## EXERCISE PROMPT
Word for word, reproduce every line of the data below.

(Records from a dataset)

——

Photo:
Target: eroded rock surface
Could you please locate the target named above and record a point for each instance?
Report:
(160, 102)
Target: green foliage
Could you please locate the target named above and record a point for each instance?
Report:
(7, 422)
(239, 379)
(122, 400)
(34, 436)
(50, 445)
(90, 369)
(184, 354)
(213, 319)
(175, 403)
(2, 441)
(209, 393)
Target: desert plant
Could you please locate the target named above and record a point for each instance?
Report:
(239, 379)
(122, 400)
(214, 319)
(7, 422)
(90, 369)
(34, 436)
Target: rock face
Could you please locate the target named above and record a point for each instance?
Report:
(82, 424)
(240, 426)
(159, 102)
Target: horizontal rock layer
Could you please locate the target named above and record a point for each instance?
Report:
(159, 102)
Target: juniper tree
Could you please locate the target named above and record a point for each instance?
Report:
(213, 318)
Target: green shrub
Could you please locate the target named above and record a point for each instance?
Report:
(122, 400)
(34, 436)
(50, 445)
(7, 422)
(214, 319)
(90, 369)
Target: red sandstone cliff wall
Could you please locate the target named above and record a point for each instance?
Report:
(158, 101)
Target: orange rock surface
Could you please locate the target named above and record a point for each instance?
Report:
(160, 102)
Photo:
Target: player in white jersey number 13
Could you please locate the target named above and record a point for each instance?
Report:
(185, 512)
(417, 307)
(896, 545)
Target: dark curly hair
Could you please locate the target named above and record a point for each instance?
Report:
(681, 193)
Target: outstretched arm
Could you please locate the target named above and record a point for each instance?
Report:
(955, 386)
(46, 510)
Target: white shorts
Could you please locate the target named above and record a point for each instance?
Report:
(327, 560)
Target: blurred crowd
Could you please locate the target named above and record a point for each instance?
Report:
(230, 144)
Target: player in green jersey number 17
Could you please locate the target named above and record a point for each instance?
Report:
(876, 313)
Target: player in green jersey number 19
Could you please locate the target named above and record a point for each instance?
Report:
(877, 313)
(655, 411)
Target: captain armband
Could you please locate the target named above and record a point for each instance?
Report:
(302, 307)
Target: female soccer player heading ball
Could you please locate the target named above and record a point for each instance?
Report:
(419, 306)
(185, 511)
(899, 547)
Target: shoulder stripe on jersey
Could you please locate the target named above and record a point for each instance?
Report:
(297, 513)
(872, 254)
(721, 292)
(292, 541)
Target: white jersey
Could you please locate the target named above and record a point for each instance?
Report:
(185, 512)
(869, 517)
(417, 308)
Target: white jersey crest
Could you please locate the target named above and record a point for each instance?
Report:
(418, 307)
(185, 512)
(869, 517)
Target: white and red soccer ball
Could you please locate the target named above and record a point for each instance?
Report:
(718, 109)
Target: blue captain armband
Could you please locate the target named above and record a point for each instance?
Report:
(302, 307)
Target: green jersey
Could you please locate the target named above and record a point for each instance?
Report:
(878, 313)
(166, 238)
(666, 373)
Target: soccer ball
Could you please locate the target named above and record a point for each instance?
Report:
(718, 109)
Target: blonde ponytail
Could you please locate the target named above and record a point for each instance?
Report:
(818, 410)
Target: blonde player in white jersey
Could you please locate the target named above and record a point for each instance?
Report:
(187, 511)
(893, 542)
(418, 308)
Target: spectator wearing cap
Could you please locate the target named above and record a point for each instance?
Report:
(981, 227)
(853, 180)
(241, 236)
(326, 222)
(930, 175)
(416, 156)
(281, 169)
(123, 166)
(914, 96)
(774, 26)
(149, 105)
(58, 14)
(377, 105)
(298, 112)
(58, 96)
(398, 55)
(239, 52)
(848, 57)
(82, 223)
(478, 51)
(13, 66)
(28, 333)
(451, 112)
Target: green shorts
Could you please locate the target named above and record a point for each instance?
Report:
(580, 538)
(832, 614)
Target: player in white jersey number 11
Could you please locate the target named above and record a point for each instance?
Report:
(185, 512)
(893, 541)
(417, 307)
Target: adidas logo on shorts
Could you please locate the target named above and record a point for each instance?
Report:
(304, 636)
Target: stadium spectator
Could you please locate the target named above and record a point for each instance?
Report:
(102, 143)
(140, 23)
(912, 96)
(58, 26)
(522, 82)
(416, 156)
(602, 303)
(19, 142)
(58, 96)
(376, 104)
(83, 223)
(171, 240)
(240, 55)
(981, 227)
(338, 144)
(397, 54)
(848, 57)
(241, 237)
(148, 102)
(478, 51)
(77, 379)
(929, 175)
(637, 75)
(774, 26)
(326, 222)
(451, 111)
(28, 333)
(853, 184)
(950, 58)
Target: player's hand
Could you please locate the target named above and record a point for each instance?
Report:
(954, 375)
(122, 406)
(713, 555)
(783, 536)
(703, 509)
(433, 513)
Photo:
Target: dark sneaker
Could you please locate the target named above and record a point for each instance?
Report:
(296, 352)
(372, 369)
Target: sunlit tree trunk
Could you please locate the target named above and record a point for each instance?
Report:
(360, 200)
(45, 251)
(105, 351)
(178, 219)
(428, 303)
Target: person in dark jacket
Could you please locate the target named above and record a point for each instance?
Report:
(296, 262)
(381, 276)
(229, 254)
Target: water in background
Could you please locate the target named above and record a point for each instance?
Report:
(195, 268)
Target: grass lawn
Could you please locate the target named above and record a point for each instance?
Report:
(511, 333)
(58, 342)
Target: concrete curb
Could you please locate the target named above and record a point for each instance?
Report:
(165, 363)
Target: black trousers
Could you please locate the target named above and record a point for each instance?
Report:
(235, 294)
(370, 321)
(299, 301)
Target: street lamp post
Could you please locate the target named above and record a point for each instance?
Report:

——

## SOLUTION
Photo:
Target: eroded rock surface
Could you please locate the target named above and record a point for each instance?
Report:
(160, 102)
Target: green foliage
Could you please locate the target named above and record a point for each instance?
Report:
(7, 422)
(239, 379)
(122, 400)
(34, 436)
(50, 445)
(90, 369)
(184, 354)
(213, 319)
(175, 403)
(2, 441)
(209, 393)
Target: desert plant
Could you please locate the target named above and record a point for each instance?
Report:
(239, 379)
(122, 400)
(214, 319)
(7, 422)
(90, 369)
(34, 436)
Target: rock face
Could you please locate the target named above and record a point for each instance?
Report:
(82, 424)
(240, 426)
(159, 102)
Target: horizontal rock layer
Could you please locate the target named above and record a point for each instance?
Report:
(159, 102)
Target: juniper tree
Could you please locate the target named above and record a point for each instance?
Report:
(213, 318)
Target: green shrub
Could you please locate the target named above and record a point for each instance?
Report:
(122, 400)
(34, 436)
(50, 445)
(7, 422)
(214, 319)
(90, 369)
Target: red sandstone cliff wall
Could you please locate the target named above and record a point for each instance?
Report:
(158, 101)
Target: orange rock surface
Could you please locate the target named above and record a point for each instance?
Report:
(160, 102)
Photo:
Target: player in white jersey number 13
Could you please locate the target named above and record a point for each instance?
Report:
(185, 512)
(417, 307)
(896, 545)
Target: dark curly hair
Could you please locate the target named above and record a point for each instance?
Report:
(681, 193)
Target: outstretched arm
Could you please locate the target named above and record a point for each instance?
Report:
(955, 386)
(46, 510)
Target: white shorts
Could you please locate the target named above and record a point for each instance?
Report:
(327, 560)
Target: blurred crowd
Could you please locate the target named above and record a point for each instance?
Report:
(230, 144)
Target: player in green jersey number 17
Could you please locate the target named above and record a point for each instance?
Report:
(876, 313)
Target: player in green jersey number 19
Could you please locate the target named above and record a point for each instance?
Report:
(877, 313)
(655, 411)
Target: captain armband
Could you please locate the target named above and record a point for each instance?
Report:
(302, 307)
Target: female soccer player heading ball
Could you please locate the target named above and record a point for each instance?
Report:
(419, 306)
(185, 511)
(899, 547)
Target: shoulder stripe on jersey
Could you please locate the target named above and record a point for each instance?
Report:
(297, 513)
(872, 254)
(721, 292)
(292, 541)
Target: white jersey
Could you please locate the target named above and record a point for each instance?
Report:
(185, 512)
(869, 517)
(417, 308)
Target: white jersey crest
Could you please locate the target named above and record a point for each instance?
Report:
(418, 307)
(185, 512)
(869, 517)
Target: white and red soccer ball
Could you please locate the target named above and record a point for each instance?
Report:
(718, 109)
Target: blue captain armband
Could you please locate the target named above and record a point for each instance?
Report:
(302, 307)
Target: green jersey
Could you please locate the target named above and record a point for each instance?
Report:
(878, 313)
(166, 238)
(666, 373)
Target: soccer ball
Could you please locate the target named above and record a point for each instance?
Report:
(718, 109)
Target: blonde ponytail
Could you please locate the target named above and record a point for each instance?
Report:
(818, 410)
Target: blonde player in white jersey
Could you please locate the target named above and record a point for each instance?
Report:
(187, 511)
(893, 542)
(418, 308)
Target: spectator wearing cap
Could you please locate the target named above and record a point for each instance?
Report:
(981, 227)
(853, 180)
(241, 236)
(326, 222)
(930, 175)
(416, 156)
(281, 169)
(123, 166)
(914, 96)
(774, 26)
(149, 105)
(58, 14)
(377, 105)
(298, 112)
(58, 96)
(398, 55)
(239, 52)
(848, 57)
(82, 223)
(478, 51)
(13, 66)
(28, 333)
(451, 112)
Target: green shorts
Could you please locate the target named above and record a point for each instance?
Report:
(580, 538)
(832, 614)
Target: player in white jersey number 11
Could you please locate the target named above and record a point for each instance?
Report:
(185, 512)
(893, 541)
(417, 307)
Target: adidas logo on shorts
Could you please locate the target named above and record a point for each instance?
Report:
(304, 636)
Target: stadium spectator
Could you please locate the target named above and record a point for each instance?
Report:
(102, 143)
(140, 23)
(912, 96)
(58, 26)
(522, 82)
(416, 156)
(602, 303)
(19, 142)
(58, 96)
(376, 104)
(83, 223)
(171, 240)
(240, 55)
(981, 227)
(338, 144)
(397, 54)
(848, 57)
(241, 237)
(148, 102)
(478, 51)
(77, 379)
(929, 175)
(637, 75)
(774, 26)
(326, 222)
(451, 111)
(28, 333)
(853, 184)
(950, 58)
Target: player's hand
Could you please locate the target named above and record a point for each instance?
Report:
(954, 375)
(122, 406)
(713, 555)
(783, 536)
(703, 509)
(433, 513)
Photo:
Target: dark sneaker
Could you please locate the target named above and record a point for each instance?
Report:
(296, 352)
(372, 369)
Target: sunlit tree trunk
Could you please locate the target named above and record a point for each instance?
Report:
(360, 200)
(45, 251)
(105, 351)
(178, 219)
(428, 303)
Target: person in dark jacket
Could you please locate the target named above and record a point for each instance?
Report:
(296, 262)
(381, 276)
(229, 254)
Target: water in background
Could you please locate the target named above and record a point for each instance?
Report:
(195, 268)
Target: grass lawn
Could you please locate the target named above and record a point for each instance?
Report:
(511, 333)
(58, 342)
Target: concrete curb
Could you please locate the target named above and record a point for each instance?
Report:
(165, 363)
Target: black trousers
Could you please locate the target named above and record a point for each instance?
Report:
(235, 294)
(370, 321)
(299, 301)
Target: street lamp post
Could you please locate the target named above and record a point for each instance?
Report:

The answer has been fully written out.